**Instruction**
Rewrite all of the records below as a numbered list, leaving out any blank lines.

**Data provided**
-- START --

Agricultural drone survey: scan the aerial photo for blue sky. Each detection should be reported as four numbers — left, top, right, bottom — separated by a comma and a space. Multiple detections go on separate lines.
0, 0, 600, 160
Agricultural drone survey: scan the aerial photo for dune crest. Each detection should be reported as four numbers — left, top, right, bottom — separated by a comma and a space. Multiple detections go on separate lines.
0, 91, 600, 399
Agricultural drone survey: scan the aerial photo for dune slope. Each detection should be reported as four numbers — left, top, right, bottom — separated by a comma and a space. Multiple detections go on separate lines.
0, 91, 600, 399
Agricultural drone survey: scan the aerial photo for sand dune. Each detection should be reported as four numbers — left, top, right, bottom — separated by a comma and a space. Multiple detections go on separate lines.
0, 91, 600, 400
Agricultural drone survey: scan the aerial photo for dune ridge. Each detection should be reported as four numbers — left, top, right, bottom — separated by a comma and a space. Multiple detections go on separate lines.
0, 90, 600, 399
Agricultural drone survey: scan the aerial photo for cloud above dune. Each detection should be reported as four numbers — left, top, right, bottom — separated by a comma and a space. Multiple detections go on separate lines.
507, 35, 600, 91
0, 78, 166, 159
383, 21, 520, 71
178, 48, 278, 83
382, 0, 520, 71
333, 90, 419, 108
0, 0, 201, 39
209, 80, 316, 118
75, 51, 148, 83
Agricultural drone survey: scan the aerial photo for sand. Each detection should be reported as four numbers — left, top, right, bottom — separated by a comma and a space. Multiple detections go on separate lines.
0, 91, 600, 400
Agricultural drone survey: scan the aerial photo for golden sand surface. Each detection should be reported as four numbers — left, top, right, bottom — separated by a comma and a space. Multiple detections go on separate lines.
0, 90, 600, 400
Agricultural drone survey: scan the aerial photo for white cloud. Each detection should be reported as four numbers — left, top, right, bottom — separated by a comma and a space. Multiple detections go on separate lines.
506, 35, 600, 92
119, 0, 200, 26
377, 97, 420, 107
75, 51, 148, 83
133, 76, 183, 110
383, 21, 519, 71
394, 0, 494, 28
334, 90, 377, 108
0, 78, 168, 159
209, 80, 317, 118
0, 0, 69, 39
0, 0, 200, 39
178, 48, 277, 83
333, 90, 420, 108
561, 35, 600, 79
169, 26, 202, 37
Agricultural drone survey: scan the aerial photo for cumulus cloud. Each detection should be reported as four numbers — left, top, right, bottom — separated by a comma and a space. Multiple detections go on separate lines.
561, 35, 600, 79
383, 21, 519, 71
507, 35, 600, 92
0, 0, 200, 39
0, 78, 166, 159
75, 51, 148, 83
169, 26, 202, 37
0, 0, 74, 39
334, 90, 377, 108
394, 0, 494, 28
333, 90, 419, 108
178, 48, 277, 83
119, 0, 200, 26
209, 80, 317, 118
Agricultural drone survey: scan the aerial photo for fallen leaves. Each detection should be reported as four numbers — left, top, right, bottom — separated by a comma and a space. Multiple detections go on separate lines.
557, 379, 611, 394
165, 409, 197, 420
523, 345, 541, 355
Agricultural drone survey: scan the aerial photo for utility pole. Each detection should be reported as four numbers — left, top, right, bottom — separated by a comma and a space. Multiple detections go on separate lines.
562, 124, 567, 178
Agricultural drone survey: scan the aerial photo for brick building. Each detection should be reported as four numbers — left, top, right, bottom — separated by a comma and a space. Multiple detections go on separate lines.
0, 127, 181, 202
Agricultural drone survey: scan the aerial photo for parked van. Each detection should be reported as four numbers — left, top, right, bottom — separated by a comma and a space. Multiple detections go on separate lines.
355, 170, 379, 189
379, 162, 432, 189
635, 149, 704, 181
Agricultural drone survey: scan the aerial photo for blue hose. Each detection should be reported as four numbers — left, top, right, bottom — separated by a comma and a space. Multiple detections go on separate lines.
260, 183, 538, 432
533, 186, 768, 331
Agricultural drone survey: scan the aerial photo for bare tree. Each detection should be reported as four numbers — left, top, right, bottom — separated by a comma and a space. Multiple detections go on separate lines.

-- END --

**Task output**
1. Agricultural drone survey: scan the aerial photo for blue sky. Each detection should be reported as four numbers — left, top, right, bottom — separated by a comma and a space. Multiple detections go on separate lines.
2. 0, 0, 600, 160
3. Agricultural drone survey: scan the aerial photo for dune crest. Each detection should be reported as four numbers — left, top, right, bottom — separated by a comma and a space. Multiple detections go on separate lines.
4. 0, 91, 600, 399
5. Agricultural drone survey: scan the aerial photo for dune slope. Each detection should be reported as four numbers — left, top, right, bottom — separated by a comma and a space. Multiple detections go on separate lines.
6. 0, 91, 600, 399
7. Agricultural drone survey: scan the aerial photo for sand dune. Each detection should be reported as four numbers — left, top, right, bottom — separated by a comma and a space. Multiple detections go on separate lines.
8. 0, 91, 600, 400
9. Agricultural drone survey: scan the aerial photo for dune ridge. Each detection should be reported as four numbers — left, top, right, bottom — separated by a comma and a space. Multiple detections go on separate lines.
10. 0, 90, 600, 399
11. Agricultural drone survey: scan the aerial photo for cloud above dune. Each detection should be reported as four numbers — left, top, right, bottom — separated by a comma and a space. Multiple detections go on separate lines.
12. 507, 35, 600, 91
13. 0, 78, 166, 159
14. 383, 21, 520, 71
15. 178, 48, 278, 83
16. 382, 0, 520, 71
17. 333, 90, 419, 108
18. 0, 0, 201, 39
19. 209, 80, 316, 118
20. 75, 51, 148, 83
21. Agricultural drone survey: scan the aerial photo for sand. Each detection should be reported as four numbers — left, top, right, bottom — separated by a comma and a space. Multiple detections go on separate lines.
22. 0, 91, 600, 400
23. Agricultural drone survey: scan the aerial photo for golden sand surface. Each detection should be reported as four numbers — left, top, right, bottom — separated by a comma and a space. Multiple detections go on separate lines.
24. 0, 90, 600, 400
25. Agricultural drone survey: scan the aerial photo for white cloud. Each detection should be reported as four numbers — left, top, right, bottom — separated by a comma and a space. Multiple detections go on separate lines.
26. 506, 35, 600, 92
27. 119, 0, 200, 26
28. 377, 97, 420, 107
29. 75, 51, 148, 83
30. 133, 76, 183, 110
31. 383, 21, 519, 71
32. 394, 0, 494, 28
33. 334, 90, 377, 108
34. 0, 78, 168, 159
35. 209, 80, 317, 118
36. 0, 0, 69, 39
37. 0, 0, 200, 39
38. 178, 48, 277, 83
39. 333, 90, 420, 108
40. 561, 35, 600, 79
41. 169, 26, 202, 37
42. Agricultural drone survey: scan the aerial photo for cumulus cloud. Each detection should be reported as four numbers — left, top, right, bottom — separated by a comma and a space. Multiple detections go on separate lines.
43. 561, 35, 600, 79
44. 383, 21, 519, 71
45. 507, 35, 600, 92
46. 0, 0, 200, 39
47. 0, 78, 166, 159
48. 75, 51, 148, 83
49. 169, 26, 202, 37
50. 0, 0, 74, 39
51. 334, 90, 377, 108
52. 394, 0, 494, 28
53. 333, 90, 419, 108
54. 178, 48, 277, 83
55. 119, 0, 200, 26
56. 209, 80, 317, 118
57. Agricultural drone survey: scan the aerial photo for fallen leaves. Each detection should be reported as four numbers — left, top, right, bottom — separated by a comma and a space. Multiple detections go on separate lines.
58. 557, 379, 611, 394
59. 165, 409, 197, 420
60. 523, 345, 541, 355
61. Agricultural drone survey: scan the aerial photo for utility pole. Each detection should be reported as four numbers — left, top, right, bottom — separated by a comma and a space. Multiple detections go on separate lines.
62. 562, 124, 567, 178
63. Agricultural drone survey: scan the aerial photo for brick building. Each detection should be reported as four numbers — left, top, right, bottom — separated by a comma and a space. Multiple detections go on separate lines.
64. 0, 127, 181, 202
65. Agricultural drone survey: scan the aerial photo for parked van. Each detection should be reported as four numbers — left, top, right, bottom — separated by a comma and a space. Multiple detections go on separate lines.
66. 355, 170, 379, 189
67. 379, 162, 432, 189
68. 635, 149, 704, 181
69. Agricultural drone survey: scan the aerial photo for blue hose. Each detection should be reported as four numbers — left, top, right, bottom — separated by a comma and a space. Multiple detections go on separate lines.
70. 260, 183, 538, 432
71. 533, 186, 768, 331
72. Agricultural drone survey: scan the aerial photo for bare tree. Each detection should be reported as four numbers — left, top, right, bottom — separated by a comma and a space. Multiple detections go on separate lines.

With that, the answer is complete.